- _DATASET RECORDS_

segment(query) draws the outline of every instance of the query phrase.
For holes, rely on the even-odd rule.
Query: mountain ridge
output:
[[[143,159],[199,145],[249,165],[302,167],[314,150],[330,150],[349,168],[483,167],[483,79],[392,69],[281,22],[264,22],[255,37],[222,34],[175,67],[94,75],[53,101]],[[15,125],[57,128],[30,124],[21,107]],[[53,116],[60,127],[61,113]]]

- _ACTION ITEM_
In this exercise, copy only the lines from the opening line of the material through the line where "Query: mountain ridge" appears.

- _RESULT OF THE EXERCISE_
segment(query) draws the outline of every instance of the query phrase.
For holes, rely on the even-odd rule.
Query: mountain ridge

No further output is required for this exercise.